Could you convert the lines from the one containing "the motorcycle mirror" through the one containing "(1298, 339)", both included, into a JSON list of strings with one string per line and any blank lines omitted?

○ ○ ○ ○ ○

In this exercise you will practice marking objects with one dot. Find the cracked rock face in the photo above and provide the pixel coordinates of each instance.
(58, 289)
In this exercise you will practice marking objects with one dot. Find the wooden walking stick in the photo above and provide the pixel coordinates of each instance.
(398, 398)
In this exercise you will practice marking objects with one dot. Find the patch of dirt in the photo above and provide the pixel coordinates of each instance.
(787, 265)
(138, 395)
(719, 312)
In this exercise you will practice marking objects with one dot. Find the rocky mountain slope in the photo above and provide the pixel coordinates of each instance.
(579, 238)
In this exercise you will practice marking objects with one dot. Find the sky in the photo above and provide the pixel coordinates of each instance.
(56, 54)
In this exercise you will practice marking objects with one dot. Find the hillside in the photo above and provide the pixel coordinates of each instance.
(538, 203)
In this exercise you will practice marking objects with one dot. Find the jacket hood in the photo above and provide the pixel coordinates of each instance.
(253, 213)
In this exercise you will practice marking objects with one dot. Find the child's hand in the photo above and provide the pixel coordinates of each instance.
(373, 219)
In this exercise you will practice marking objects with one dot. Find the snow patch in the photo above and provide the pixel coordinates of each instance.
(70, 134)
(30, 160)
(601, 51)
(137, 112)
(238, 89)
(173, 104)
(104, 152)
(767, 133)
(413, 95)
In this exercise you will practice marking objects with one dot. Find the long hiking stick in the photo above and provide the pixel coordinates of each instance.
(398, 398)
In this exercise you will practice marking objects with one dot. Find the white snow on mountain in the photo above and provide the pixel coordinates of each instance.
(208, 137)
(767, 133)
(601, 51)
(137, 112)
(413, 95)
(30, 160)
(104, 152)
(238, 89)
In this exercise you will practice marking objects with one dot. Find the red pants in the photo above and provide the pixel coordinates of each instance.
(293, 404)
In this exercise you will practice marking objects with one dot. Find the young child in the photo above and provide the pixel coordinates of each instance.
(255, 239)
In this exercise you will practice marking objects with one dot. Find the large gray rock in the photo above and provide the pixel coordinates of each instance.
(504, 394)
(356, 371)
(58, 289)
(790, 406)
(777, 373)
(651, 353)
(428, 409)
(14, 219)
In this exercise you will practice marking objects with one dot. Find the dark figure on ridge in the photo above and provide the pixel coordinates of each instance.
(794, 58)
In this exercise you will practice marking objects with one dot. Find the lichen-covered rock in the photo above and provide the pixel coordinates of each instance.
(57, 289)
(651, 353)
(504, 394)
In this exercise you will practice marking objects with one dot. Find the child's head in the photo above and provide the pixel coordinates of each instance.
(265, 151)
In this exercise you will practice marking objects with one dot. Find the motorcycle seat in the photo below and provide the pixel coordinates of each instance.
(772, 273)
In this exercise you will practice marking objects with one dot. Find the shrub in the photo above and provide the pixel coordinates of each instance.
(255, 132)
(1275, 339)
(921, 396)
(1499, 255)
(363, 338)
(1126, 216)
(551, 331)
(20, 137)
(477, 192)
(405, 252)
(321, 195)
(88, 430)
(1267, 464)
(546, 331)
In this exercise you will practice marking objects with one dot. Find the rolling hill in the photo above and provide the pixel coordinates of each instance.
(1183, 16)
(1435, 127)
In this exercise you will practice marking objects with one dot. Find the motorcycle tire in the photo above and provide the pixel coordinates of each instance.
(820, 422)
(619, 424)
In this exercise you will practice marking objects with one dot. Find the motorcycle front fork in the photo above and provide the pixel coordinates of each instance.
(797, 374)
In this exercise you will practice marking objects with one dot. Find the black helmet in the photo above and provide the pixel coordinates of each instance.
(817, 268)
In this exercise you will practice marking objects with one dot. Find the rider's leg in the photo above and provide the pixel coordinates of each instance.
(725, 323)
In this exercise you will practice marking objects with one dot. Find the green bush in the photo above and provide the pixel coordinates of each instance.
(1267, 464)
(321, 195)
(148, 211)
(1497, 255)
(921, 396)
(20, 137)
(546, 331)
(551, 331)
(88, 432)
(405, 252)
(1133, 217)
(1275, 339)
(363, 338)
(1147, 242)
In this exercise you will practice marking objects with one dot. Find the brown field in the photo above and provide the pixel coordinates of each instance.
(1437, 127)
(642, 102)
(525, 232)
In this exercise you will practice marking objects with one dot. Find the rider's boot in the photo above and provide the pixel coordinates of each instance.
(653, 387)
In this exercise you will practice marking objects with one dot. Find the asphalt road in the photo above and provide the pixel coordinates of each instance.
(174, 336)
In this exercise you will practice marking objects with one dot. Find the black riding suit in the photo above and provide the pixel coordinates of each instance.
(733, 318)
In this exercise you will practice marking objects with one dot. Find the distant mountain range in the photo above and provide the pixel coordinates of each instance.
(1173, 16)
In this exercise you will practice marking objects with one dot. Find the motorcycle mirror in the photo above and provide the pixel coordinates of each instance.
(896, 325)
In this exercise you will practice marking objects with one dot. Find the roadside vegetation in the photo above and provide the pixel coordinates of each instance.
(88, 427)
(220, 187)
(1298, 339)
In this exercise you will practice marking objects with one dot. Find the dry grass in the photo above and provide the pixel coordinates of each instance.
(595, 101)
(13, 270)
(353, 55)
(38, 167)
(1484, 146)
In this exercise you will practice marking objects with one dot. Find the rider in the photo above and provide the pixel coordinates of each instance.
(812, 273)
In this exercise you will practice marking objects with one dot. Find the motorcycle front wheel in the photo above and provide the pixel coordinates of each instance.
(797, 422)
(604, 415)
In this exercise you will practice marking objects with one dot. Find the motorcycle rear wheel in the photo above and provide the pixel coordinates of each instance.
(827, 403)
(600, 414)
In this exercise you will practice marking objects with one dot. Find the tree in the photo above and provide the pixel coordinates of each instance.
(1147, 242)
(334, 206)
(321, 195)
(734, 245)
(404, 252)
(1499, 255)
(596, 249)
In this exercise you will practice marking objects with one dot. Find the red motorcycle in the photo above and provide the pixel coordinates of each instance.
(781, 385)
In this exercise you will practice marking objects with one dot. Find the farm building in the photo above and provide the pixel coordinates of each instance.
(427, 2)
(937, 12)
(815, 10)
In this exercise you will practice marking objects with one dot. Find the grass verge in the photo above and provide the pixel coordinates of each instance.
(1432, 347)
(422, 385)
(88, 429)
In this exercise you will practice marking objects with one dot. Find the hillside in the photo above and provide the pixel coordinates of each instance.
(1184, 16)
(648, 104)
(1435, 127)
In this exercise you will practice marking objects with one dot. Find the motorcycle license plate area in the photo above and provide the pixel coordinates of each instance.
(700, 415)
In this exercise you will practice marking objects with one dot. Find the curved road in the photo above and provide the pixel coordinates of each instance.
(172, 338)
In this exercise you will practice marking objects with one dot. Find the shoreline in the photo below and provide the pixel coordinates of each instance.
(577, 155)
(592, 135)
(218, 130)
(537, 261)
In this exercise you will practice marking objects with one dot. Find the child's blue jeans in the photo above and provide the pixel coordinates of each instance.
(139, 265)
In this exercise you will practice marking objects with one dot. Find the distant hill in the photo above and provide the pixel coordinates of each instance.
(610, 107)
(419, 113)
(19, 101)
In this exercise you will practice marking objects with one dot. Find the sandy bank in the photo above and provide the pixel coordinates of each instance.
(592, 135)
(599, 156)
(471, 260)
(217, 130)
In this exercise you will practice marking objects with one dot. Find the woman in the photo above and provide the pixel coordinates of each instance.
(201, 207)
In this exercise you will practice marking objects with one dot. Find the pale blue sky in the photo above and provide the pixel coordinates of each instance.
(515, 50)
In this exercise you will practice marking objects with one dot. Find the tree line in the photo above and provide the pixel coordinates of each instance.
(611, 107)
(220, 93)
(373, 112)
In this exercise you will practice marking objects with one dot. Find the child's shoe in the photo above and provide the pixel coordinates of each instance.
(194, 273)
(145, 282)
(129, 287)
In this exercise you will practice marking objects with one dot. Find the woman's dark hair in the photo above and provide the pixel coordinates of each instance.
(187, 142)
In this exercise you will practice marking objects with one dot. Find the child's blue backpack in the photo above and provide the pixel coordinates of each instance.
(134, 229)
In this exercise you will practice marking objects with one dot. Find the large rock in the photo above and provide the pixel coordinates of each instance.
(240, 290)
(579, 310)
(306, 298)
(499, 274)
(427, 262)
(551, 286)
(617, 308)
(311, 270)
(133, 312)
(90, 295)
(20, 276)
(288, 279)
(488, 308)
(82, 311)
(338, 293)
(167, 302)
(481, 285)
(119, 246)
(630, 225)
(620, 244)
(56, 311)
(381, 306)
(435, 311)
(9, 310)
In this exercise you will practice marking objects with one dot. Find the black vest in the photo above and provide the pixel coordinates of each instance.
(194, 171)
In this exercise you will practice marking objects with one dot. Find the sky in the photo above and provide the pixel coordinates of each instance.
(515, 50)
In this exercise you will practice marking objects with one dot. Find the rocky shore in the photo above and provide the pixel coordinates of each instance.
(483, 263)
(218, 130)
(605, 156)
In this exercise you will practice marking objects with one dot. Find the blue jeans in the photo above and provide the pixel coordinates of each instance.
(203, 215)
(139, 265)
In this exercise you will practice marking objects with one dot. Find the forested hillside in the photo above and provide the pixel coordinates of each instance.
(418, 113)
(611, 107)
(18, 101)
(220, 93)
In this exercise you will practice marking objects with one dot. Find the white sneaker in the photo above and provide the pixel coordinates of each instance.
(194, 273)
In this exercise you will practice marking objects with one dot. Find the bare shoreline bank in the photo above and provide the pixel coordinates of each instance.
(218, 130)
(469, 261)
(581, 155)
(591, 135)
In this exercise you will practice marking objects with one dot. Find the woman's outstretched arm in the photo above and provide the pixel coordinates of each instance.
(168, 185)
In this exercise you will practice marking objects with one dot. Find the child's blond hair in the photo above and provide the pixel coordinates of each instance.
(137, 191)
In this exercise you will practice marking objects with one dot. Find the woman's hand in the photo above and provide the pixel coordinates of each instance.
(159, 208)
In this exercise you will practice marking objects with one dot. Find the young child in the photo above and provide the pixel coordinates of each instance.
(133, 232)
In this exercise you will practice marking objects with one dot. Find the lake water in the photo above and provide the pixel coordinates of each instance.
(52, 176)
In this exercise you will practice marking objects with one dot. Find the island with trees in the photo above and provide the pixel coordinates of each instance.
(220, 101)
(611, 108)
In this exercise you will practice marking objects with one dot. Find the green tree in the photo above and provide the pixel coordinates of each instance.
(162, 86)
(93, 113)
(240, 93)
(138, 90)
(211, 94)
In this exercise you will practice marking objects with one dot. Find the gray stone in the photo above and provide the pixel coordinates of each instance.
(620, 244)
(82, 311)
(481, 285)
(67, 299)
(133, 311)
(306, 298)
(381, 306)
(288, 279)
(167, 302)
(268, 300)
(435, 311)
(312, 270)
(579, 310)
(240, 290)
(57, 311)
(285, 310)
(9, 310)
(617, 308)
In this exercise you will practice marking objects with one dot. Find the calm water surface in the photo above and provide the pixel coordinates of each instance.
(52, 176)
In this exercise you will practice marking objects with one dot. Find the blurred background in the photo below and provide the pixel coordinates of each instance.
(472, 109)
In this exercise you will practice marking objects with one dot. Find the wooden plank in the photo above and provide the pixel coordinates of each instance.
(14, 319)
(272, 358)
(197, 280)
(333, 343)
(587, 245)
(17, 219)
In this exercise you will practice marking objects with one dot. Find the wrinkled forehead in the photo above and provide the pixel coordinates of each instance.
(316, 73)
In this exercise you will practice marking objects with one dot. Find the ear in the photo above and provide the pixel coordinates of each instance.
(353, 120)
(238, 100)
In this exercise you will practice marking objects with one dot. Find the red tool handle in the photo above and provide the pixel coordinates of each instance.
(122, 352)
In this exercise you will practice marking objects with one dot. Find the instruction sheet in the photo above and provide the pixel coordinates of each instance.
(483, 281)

○ ○ ○ ○ ○

Full output >>
[
  "In this exercise you will practice marking objects with one dot. Find the motorcycle mirror in the photo above and provide the pixel coordinates of each instance.",
  "(896, 325)",
  "In this exercise you will practice marking objects with one dot. Find the roadside vegetation in the photo above and provide the pixel coordinates of each instance.",
  "(88, 427)",
  "(220, 187)",
  "(1298, 339)"
]